→ **Collected data entries**:

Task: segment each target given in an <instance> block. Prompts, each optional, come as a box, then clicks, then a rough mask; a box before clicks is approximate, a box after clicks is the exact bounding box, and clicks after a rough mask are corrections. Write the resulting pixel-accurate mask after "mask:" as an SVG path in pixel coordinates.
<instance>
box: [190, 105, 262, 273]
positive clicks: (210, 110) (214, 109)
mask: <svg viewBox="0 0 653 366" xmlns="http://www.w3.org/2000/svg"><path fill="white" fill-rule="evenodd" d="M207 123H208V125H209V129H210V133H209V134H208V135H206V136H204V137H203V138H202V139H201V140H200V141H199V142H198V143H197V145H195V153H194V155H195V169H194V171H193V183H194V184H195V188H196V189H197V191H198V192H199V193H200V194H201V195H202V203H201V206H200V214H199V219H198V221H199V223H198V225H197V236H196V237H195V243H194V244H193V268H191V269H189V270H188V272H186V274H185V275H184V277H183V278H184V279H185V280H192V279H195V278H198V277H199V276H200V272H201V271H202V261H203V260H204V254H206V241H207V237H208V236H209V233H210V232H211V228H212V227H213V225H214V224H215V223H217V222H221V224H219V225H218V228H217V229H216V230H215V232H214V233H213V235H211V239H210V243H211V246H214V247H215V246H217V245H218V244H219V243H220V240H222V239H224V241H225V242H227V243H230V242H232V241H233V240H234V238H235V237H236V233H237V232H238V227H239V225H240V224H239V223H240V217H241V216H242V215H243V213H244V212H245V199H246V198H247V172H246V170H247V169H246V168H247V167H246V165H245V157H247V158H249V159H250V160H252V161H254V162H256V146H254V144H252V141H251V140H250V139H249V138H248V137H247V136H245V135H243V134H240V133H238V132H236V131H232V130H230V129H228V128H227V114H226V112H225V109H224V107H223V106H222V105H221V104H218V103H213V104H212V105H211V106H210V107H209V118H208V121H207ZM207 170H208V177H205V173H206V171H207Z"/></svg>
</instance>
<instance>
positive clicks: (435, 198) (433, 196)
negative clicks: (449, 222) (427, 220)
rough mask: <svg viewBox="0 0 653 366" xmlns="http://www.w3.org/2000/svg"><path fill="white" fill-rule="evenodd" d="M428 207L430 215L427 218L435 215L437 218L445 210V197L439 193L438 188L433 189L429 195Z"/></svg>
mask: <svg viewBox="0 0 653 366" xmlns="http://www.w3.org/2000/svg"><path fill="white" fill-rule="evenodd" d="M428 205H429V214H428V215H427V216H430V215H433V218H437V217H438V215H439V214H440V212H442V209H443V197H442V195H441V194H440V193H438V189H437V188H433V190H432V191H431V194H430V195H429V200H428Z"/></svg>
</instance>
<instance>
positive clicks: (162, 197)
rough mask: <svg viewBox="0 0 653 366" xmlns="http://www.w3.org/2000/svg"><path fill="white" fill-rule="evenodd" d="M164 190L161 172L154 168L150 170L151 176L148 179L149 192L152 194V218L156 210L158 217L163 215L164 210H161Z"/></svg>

→ **ACTIVITY**:
Output all of the entries, exactly as they are written.

→ **RESPONSE FOR THIS EXERCISE**:
Task: segment each target given in an <instance> block. Prompts, each optional, come as a box, then clicks, then a rough mask; a box before clicks is approximate, a box after clicks is the exact bounding box, and clicks after a rough mask are corrections. Write the resulting pixel-accurate mask after "mask:" as an SVG path in pixel coordinates.
<instance>
box: [190, 105, 262, 273]
positive clicks: (210, 110) (214, 109)
mask: <svg viewBox="0 0 653 366" xmlns="http://www.w3.org/2000/svg"><path fill="white" fill-rule="evenodd" d="M207 123H208V125H209V129H210V133H209V134H208V135H206V136H204V137H203V138H202V139H201V140H200V141H199V142H198V143H197V145H195V153H194V155H195V169H194V171H193V183H194V184H195V188H196V189H197V191H198V192H199V193H200V194H201V195H202V203H201V206H200V214H199V219H198V221H199V223H198V225H197V236H196V237H195V243H194V244H193V268H191V269H189V270H188V272H186V274H185V275H184V277H183V278H184V279H185V280H192V279H195V278H198V277H199V276H200V272H201V271H202V261H203V260H204V254H206V241H207V237H208V236H209V233H210V232H211V228H212V227H213V225H214V224H215V223H217V222H221V224H219V225H218V228H217V229H216V230H215V232H214V233H213V235H211V239H210V243H211V246H214V247H215V246H217V245H218V244H219V243H220V240H222V239H224V241H225V242H227V243H230V242H232V241H233V240H234V238H235V237H236V233H237V232H238V227H239V225H240V224H239V223H240V217H241V216H242V215H243V213H244V212H245V199H246V198H247V172H246V170H247V169H246V168H247V167H246V165H245V157H247V158H249V159H250V160H252V161H254V162H256V146H254V144H252V141H251V140H250V139H249V138H248V137H247V136H245V135H243V134H240V133H238V132H236V131H232V130H230V129H228V128H227V114H226V112H225V109H224V107H223V106H222V105H221V104H218V103H213V104H212V105H211V106H210V107H209V118H208V121H207ZM207 170H208V177H205V173H206V171H207Z"/></svg>
</instance>
<instance>
positive clicks: (435, 198) (433, 196)
negative clicks: (449, 222) (427, 220)
rough mask: <svg viewBox="0 0 653 366" xmlns="http://www.w3.org/2000/svg"><path fill="white" fill-rule="evenodd" d="M428 207L430 215L427 218L435 215L437 218L445 210V197L439 193L438 188L433 189L429 195Z"/></svg>
mask: <svg viewBox="0 0 653 366" xmlns="http://www.w3.org/2000/svg"><path fill="white" fill-rule="evenodd" d="M428 205H429V214H428V215H427V216H430V215H433V218H437V217H438V215H439V214H440V212H442V209H443V197H442V195H441V194H440V193H438V189H437V188H433V190H432V191H431V194H430V195H429V200H428Z"/></svg>
</instance>
<instance>
positive clicks: (162, 197)
rough mask: <svg viewBox="0 0 653 366" xmlns="http://www.w3.org/2000/svg"><path fill="white" fill-rule="evenodd" d="M164 190L161 172L154 168L150 170L151 176L148 179L149 192L152 194V218L156 210L158 217L163 215L164 210H161Z"/></svg>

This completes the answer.